_Text provided_:
BEGIN

Gas analysis sampling

Discussions about GC and other "gas phase" separation techniques.

5 posts Page 1 of 1
I am setting up some gas analysis for our fixed bed reactors. I understand the gas analysis naturally has bigger error bars, especially on the sampling loop pressure control. I'm currently have a BPR there, to control the sampling loop's pressure at 30 psig, but the pressure was not controlled consistently overtime, mostly because the input pressure was not consistent. I tried to add in pressure reducing regulators with other flow restrictions, it did not go well. I checked some of the swagelok setup (https://www.swagelok.com/en/blog/back-p ... -engineers) but the needle valve might need to be tuned relatively regularly.

I know people suggested atmospheric injection (stop flow, water seal, etc.), my biggest concern is if there is a pressure difference in the GSV, even 0.5 psi out of atm, that will be more than 3% difference (0.5 psi/14.7 psi). 3% could lead to bigger error if you calibrate multiple compounds.

Is my understanding on the atmospheric injection correct or it is overthinking?
0.5 psi above atmospheric pressure is 15.7 psi absolute. That's only about 3%. Most analytical techniques - even in the pharmaceutical industry where it's the most stringent I've ever experienced - only require 2% RSD. So, if you're measuring something that's ~100 ppm (gas phase), you're still within 3 ppm or so. It's probably tough to control any process on +/- 3 ppm of anything.

What is your sampling system? I've worked with GC's designed to analyze gases over the years, most recently determination of impurities in CO2. My system has a rotary, six-port injection valve mounted inside the GC oven with a fixed-volume loop on the valve. I fill the loop with a rapid flow of sample (use a rotameter on the outlet of the loop to ensure good flow while sampling). At the end of the loop-purge time, I stop the flow at the source. When the rotameter ball drops to zero (atmospheric pressure in the loop), I can inject. This has worked very reliably for years.

I've never had good success with getting good precision when making pressurized injections. It's too difficult to control. Atmospheric pressure is pretty much what it is.

END

_Information supplied_:
BEGIN

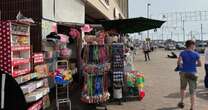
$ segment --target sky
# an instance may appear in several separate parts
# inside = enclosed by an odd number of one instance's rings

END

_Required tasks_:
**a.** In the gas analysis sampling discussion, the reply describes waiting for the rotameter ball to drop to zero before injecting. Explain in one to three sentences why the writer waits for this.
**b.** In the gas analysis sampling discussion, rewrite the paragraph beginning "What is your sampling system?" as a short list of its main facts.
**c.** Carry on the gas analysis sampling discussion from its last sentence.

_Results of the exercise_:
**a.** The rotameter ball dropping to zero shows that the loop has reached atmospheric pressure, so the sample can be injected then. The writer prefers atmospheric injection because pressurized injections are too difficult to control and have never given good precision. Atmospheric pressure "is pretty much what it is."

**b.**
- The writer has worked with gas-analysis GCs for years, most recently measuring impurities in CO2.
- The system uses a rotary six-port injection valve inside the GC oven, with a fixed-volume loop on the valve.
- The loop is filled with a rapid flow of sample, and a rotameter on the loop outlet confirms good flow.
- After the loop-purge time, flow is stopped at the source.
- Injection is made when the rotameter ball drops to zero, which means the loop is at atmospheric pressure.
- This method has worked reliably for years.

**c.**
Thank you, we are using gas stream on our mass and carbon balance, not trace analysis, so 3% will be huge error for the whole system. But I think you are right, the pressure control seems causing more deviation right now. Let us try atmospheric injection and I will keep you all posted.
I suspect that this might not be a good analysis technique for your application. Large concentrations are difficult to measure really precisely. Your chromatography will likely go nonlinear when the concentrations are large from overloading the column.

I'm a trace analysis guy. While that presents its problems, we also have a difficult time doing ethanol in wine and spirits by GC because it's so concentrated. If you cut the sample with water, the precision is still such that the error in the final result (after compensating for the dilution factor) is too large for the TTB to be happy. In that case, however, the water is the tough part. Water has a huge expansion volume and you have to inject really small amounts of sample so you don't overfill the inlet.

You just can't get something for free. There are trade-off's to be made in everything.
Once with UOP539 gas analyzer we received proper reproducibility only keeping atmosphere pressure at the end of sample loop.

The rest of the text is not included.